Records for labeling and segmentation:

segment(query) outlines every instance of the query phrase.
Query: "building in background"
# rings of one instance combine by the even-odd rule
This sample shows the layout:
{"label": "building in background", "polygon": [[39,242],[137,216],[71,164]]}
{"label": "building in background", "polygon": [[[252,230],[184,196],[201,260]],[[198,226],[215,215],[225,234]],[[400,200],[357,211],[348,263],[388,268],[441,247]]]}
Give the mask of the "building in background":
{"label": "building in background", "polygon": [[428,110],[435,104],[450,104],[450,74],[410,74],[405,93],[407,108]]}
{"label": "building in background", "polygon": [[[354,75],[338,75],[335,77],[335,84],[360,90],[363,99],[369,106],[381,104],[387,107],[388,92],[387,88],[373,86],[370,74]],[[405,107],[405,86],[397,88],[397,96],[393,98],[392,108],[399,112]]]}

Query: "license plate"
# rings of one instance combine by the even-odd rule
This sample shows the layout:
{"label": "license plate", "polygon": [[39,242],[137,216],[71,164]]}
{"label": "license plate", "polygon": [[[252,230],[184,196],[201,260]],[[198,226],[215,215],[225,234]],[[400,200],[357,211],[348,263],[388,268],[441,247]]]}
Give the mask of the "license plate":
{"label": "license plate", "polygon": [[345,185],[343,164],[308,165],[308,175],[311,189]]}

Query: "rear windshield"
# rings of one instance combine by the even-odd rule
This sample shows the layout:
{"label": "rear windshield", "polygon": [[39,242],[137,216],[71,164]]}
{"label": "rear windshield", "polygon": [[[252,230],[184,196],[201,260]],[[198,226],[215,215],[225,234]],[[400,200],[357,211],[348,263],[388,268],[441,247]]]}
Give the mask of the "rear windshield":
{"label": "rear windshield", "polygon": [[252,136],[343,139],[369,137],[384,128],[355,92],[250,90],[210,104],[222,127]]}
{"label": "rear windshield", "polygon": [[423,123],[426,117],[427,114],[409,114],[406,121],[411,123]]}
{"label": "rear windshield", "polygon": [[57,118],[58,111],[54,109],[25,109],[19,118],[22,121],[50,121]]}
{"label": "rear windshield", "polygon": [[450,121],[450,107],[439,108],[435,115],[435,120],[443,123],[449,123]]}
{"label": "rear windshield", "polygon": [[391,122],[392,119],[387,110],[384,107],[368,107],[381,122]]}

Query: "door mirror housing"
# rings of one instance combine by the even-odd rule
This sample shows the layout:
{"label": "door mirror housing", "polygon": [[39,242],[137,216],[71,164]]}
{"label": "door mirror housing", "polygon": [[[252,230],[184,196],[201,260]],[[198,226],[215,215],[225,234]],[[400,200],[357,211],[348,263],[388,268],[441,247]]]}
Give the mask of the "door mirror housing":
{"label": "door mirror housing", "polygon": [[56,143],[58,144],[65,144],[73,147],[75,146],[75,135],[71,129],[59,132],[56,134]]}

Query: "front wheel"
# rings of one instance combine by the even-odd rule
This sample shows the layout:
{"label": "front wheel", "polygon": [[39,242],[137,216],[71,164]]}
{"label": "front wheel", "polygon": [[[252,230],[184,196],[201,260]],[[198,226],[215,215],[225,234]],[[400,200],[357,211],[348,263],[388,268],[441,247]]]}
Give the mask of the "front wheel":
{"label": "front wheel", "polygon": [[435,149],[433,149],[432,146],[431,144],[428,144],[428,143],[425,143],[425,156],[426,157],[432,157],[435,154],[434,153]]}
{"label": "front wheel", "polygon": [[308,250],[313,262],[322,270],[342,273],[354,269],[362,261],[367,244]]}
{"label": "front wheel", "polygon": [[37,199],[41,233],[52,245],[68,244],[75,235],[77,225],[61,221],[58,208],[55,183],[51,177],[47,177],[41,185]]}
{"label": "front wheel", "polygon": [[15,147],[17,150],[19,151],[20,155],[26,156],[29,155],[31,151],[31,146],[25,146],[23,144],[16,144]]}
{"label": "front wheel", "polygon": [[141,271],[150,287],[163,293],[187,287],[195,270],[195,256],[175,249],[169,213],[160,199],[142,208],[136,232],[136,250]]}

Required task ->
How many of the lines above contain the string "rear"? Reply with the number alone.

Answer to this task ->
9